* _練習問題_:
(1) 抜粋では、インフルエンザ脳症の原因は何だとされているか。
(2) 抜粋の「インフルエンザ脳症の予防方法」から「- 外出からもどったときには必ず手洗いとうがいをする。」までを、一字一句変えずに書き写すこと。
(3) 次の(a)〜(c)が抜粋の内容と合っているかどうかを、それぞれ「はい」か「いいえ」で答え、判断の根拠となる抜粋の語句をそのまま引用せよ。
(a) マスクを着用すれば、ウィルスを完全に防げる。
(b) インフルエンザウィルスには低温と乾燥を好む性質がある。
(c) 予防に使われているワクチンには、生きたウィルスが含まれている。

* _抜粋_:
このインフルエンザ脳症の原因や予防法、そして販売薬の安易な使用の危険性について解説していきます。
インフルエンザ脳症の原因と予防
インフルエンザ脳症の原因は、ずばりインフルエンザへの感染によるものです。
インフルエンザ脳症の予防方法
インフルエンザ脳症を予防するためには、まずインフルエンザを予防することが一番です。ここではインフルエンザの予防法を解説します。
【1】個人的な感染予防対策
個人的な予防対策としては、次の方法がすすめられます。
- インフルエンザ流行時には人混みや感染者の多い場所への外出をできるだけ避ける。
- 外出するときはマスクを着用する。(ただし、マスクを着用してもウィルスはマスクを通過しますので絶対安全とは言えません。)
- 外出からもどったときには必ず手洗いとうがいをする。
- 室内の空気を清潔に保ち適度に保湿と加湿をする。(インフルエンザウィルスには低温と乾燥を好む性質がある。)
- ふだんから体力維持・増強し丈夫な体をつくっておき、規則正しい生活を送る。(ウィルスが侵入しても抵抗力が強ければ発症を防ぐことができ、発症しても重症化しにくい体をつくる。)
- インフルエンザの予防接種を受けておく。
※インフルエンザの予防に使われているワクチンは、生きたウィルスを含まない不活性ワクチンです。鶏卵を用いて精製したものなので、卵アレルギーの人が摂取を受ける場合には、かかりつけのお医者さんとよく相談することが必要です。

* _提供データ_:
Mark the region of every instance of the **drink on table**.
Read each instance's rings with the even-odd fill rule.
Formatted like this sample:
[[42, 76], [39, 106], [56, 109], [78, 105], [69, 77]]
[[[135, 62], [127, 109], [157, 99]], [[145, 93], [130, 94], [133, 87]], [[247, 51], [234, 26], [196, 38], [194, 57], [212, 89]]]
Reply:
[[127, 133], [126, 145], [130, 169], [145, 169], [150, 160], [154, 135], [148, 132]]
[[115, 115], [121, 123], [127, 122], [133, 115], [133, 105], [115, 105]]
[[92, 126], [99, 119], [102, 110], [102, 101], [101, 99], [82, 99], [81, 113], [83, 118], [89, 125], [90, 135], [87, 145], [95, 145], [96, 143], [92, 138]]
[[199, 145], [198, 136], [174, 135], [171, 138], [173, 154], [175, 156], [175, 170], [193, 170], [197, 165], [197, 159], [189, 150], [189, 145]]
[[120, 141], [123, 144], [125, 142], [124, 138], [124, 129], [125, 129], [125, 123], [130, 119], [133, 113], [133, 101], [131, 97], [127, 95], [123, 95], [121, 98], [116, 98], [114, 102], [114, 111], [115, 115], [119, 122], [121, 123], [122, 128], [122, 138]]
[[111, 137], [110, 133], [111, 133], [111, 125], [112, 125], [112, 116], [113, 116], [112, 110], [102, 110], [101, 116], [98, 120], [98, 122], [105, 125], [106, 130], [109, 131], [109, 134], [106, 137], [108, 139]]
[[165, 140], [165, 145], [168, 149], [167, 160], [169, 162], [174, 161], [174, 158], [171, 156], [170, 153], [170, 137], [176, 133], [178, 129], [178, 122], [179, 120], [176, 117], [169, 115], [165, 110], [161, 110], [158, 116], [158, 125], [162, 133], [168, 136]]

* _解答_:
(1) インフルエンザへの感染によるもの。

(2)
インフルエンザ脳症の予防方法
インフルエンザ脳症を予防するためには、まずインフルエンザを予防することが一番です。ここではインフルエンザの予防法を解説します。
【1】個人的な感染予防対策
個人的な予防対策としては、次の方法がすすめられます。
- インフルエンザ流行時には人混みや感染者の多い場所への外出をできるだけ避ける。
- 外出するときはマスクを着用する。(ただし、マスクを着用してもウィルスはマスクを通過しますので絶対安全とは言えません。)
- 外出からもどったときには必ず手洗いとうがいをする。

(3)
(a) いいえ。「マスクを着用してもウィルスはマスクを通過しますので絶対安全とは言えません」
(b) はい。「インフルエンザウィルスには低温と乾燥を好む性質がある」
(c) いいえ。「生きたウィルスを含まない不活性ワクチンです」